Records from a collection
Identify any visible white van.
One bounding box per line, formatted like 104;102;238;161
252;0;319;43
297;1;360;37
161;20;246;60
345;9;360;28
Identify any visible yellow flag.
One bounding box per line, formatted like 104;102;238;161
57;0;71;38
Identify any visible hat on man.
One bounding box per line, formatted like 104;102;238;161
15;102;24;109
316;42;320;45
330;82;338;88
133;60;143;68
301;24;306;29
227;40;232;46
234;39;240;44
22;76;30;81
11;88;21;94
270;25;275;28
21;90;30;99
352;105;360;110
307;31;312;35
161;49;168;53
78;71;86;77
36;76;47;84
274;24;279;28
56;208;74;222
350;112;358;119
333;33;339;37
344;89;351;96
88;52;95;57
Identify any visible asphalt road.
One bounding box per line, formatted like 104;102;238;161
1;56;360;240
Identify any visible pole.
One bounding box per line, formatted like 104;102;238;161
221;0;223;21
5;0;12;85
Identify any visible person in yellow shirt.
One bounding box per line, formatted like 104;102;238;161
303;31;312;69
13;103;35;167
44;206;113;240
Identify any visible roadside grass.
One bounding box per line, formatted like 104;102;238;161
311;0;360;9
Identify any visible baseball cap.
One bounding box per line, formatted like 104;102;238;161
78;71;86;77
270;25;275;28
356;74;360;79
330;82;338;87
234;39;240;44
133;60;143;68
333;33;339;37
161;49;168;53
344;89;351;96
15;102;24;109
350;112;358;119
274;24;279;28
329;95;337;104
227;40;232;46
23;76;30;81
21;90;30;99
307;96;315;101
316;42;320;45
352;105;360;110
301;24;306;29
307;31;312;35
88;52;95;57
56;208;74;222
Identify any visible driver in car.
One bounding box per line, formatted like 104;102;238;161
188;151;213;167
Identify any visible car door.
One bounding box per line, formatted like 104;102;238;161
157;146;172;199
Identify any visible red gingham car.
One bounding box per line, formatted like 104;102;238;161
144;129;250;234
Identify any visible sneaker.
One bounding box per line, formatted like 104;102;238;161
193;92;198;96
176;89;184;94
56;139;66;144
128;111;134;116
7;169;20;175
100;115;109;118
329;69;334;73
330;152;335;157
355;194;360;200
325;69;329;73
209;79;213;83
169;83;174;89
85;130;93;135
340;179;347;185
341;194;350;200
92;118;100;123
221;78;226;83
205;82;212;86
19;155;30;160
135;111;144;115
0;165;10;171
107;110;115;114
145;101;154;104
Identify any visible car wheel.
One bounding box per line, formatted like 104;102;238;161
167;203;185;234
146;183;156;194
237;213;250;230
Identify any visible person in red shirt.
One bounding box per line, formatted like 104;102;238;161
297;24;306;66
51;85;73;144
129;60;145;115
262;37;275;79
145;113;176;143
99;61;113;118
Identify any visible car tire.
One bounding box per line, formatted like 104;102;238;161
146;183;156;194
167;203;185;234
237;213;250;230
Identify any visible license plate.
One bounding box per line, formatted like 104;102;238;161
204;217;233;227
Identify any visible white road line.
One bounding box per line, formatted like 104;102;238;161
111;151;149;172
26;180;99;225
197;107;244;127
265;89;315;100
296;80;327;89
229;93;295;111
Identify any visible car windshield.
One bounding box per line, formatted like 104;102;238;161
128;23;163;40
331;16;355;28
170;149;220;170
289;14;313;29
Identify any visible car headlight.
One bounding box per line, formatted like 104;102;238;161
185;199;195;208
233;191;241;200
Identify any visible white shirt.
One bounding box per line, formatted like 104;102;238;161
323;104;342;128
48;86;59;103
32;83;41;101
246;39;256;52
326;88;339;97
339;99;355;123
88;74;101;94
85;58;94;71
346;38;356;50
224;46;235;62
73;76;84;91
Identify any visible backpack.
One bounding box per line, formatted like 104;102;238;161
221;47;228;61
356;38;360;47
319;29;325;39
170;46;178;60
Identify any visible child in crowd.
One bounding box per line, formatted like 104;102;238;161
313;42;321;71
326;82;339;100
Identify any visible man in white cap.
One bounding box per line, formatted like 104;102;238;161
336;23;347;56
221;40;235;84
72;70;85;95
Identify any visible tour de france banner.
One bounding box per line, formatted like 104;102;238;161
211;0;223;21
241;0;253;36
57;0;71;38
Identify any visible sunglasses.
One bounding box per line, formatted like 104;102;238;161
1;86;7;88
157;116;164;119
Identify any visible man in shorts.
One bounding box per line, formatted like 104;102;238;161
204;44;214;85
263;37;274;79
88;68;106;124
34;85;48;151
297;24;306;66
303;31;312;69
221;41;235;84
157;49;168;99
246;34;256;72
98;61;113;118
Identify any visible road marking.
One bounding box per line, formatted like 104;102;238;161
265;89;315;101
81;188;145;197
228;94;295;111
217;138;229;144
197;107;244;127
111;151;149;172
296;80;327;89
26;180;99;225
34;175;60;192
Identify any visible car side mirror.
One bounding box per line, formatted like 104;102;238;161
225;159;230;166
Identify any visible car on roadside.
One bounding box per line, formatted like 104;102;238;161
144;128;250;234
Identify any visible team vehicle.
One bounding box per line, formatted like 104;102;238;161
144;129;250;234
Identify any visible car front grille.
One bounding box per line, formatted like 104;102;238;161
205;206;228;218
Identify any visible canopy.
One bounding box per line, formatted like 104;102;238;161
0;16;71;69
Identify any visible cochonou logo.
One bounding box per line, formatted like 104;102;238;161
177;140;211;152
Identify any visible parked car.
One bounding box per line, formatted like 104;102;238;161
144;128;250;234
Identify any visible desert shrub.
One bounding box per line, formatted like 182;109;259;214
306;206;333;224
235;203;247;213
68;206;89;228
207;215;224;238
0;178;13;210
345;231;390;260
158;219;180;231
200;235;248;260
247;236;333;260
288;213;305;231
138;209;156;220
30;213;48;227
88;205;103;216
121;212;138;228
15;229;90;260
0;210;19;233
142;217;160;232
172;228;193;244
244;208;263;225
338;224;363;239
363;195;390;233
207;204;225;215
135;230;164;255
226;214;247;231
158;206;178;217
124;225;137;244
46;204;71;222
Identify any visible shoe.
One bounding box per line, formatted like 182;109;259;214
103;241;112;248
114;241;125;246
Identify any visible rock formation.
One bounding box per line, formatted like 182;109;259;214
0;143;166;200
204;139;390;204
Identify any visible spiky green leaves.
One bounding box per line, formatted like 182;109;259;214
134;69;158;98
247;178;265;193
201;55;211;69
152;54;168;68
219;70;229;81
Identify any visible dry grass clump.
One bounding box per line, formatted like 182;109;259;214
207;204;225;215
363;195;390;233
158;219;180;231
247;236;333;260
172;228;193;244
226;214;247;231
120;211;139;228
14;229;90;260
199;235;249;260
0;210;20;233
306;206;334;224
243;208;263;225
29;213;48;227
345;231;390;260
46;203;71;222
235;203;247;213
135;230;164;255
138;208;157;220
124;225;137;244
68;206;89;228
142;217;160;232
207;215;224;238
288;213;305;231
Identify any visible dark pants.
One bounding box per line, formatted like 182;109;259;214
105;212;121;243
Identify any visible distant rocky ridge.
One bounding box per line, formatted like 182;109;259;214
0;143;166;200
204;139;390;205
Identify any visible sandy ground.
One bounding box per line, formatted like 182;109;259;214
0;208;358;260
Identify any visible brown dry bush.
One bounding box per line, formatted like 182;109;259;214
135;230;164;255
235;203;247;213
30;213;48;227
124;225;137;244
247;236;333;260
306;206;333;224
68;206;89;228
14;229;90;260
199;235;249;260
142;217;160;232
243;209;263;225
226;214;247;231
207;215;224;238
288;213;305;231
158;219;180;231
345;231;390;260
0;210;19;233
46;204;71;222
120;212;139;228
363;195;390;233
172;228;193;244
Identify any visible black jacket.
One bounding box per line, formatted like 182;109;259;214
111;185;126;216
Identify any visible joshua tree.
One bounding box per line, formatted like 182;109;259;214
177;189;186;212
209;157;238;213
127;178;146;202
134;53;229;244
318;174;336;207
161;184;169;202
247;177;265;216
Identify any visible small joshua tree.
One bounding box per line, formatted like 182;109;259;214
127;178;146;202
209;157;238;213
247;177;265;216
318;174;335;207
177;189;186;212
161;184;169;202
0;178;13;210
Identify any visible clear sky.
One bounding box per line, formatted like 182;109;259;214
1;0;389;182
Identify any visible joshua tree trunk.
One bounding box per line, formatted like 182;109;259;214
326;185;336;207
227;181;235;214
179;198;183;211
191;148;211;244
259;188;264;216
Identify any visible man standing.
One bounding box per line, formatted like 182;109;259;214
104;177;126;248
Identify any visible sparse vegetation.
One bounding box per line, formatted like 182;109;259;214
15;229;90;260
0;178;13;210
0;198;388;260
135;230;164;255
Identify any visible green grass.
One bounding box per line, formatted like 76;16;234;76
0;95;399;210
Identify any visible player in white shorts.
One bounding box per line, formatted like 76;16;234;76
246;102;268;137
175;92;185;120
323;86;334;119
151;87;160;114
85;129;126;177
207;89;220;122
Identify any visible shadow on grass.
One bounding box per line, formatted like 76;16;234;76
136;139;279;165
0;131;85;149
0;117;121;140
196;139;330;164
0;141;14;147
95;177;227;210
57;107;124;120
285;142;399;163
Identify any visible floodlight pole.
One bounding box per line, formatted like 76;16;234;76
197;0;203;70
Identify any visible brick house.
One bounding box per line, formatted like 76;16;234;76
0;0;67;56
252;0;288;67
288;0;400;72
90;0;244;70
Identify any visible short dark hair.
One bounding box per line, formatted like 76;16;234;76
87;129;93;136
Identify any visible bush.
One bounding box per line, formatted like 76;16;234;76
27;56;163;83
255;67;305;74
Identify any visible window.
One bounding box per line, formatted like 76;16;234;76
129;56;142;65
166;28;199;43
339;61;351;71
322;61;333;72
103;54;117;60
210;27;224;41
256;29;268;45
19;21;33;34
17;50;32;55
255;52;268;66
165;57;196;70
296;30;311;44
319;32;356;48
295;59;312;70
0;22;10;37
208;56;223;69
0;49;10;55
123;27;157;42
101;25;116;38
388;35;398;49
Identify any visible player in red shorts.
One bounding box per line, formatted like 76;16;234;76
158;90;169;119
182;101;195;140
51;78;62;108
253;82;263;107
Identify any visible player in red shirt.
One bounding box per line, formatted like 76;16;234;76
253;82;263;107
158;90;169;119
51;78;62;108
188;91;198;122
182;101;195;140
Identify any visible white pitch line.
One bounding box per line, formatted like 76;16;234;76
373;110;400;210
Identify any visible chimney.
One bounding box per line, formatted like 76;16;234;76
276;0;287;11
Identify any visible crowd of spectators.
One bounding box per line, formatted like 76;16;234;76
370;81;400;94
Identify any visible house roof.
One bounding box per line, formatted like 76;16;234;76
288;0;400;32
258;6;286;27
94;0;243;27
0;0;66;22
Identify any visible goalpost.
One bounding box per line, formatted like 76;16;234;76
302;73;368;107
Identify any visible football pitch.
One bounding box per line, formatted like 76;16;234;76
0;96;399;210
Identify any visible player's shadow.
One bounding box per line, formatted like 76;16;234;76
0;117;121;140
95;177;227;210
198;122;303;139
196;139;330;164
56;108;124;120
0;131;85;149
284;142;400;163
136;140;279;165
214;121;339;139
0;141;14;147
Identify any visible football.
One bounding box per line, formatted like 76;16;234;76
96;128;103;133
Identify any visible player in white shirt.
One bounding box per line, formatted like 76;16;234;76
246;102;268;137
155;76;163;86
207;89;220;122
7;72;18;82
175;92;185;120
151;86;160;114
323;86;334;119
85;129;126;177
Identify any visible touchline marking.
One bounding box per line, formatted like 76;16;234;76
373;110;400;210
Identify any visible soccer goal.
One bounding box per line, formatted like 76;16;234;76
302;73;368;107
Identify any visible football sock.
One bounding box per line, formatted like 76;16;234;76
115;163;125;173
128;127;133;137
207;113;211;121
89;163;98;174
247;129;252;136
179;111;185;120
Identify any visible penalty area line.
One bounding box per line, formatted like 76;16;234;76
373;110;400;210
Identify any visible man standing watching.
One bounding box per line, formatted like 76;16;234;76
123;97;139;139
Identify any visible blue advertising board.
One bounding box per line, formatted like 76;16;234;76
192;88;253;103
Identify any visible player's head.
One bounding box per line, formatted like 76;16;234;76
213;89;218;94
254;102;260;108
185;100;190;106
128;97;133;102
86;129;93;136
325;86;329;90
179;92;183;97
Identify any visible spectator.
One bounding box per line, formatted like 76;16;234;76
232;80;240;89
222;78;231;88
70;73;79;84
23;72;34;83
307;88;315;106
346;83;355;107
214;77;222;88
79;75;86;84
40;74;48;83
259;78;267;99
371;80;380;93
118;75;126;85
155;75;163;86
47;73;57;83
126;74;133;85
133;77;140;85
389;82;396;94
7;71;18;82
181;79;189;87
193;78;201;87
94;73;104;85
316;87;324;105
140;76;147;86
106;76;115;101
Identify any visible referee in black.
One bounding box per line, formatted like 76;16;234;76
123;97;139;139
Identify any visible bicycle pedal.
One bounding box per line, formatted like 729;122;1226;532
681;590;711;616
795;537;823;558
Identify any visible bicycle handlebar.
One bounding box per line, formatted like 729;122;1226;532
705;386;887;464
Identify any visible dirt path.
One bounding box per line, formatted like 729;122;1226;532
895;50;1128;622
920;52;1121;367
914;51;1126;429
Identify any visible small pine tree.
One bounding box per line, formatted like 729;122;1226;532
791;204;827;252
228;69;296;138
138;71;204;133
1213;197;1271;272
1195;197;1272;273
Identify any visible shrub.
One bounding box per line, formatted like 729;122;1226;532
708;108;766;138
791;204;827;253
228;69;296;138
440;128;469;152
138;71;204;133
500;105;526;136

▸ INSTRUCTIONS FOR THE TASK: Take the stretch of lines above from the one containing "Identify any visible tour de france banner." through the one containing "Identify any visible desert shrub." and repeat it exactly, adding no other line.

▸ WRITTEN SOLUTION:
Identify any visible tour de france banner.
One bounding box per line, formatted like 104;102;238;161
211;0;223;21
241;0;253;36
57;0;71;38
Identify any visible sunglasses.
One bounding box per line, formatted like 104;102;238;161
1;86;7;88
157;116;164;119
Identify any visible man in shorts.
One bounding box per line, formatted like 104;102;238;161
204;44;214;85
263;37;274;79
88;68;106;124
34;85;48;151
297;24;306;66
303;31;312;69
221;41;235;84
157;49;168;99
246;34;256;72
98;61;113;118
Identify any visible road marking.
One bounding box per line, formatted like 104;102;238;161
265;89;315;101
81;188;145;197
228;94;295;111
217;138;229;144
197;107;244;127
111;151;149;172
296;80;327;89
26;180;99;225
34;175;60;192
Identify any visible car side mirror.
One bounding box per line, formatted like 104;102;238;161
225;159;230;166
Identify any visible car on roadside.
One bounding box per line, formatted like 104;102;238;161
144;128;250;234
Identify any visible team vehicle.
One bounding box per line, formatted like 104;102;238;161
144;129;250;234
Identify any visible car front grille.
One bounding box per line, formatted like 104;102;238;161
205;206;228;218
Identify any visible canopy.
One bounding box per line, formatted like 104;102;238;161
0;16;71;69
Identify any visible cochonou logo.
One bounding box per line, formatted like 104;102;238;161
177;140;211;152
Identify any visible parked car.
One bounding box per line, formatted like 104;102;238;161
144;128;250;234
Identify any visible desert shrub.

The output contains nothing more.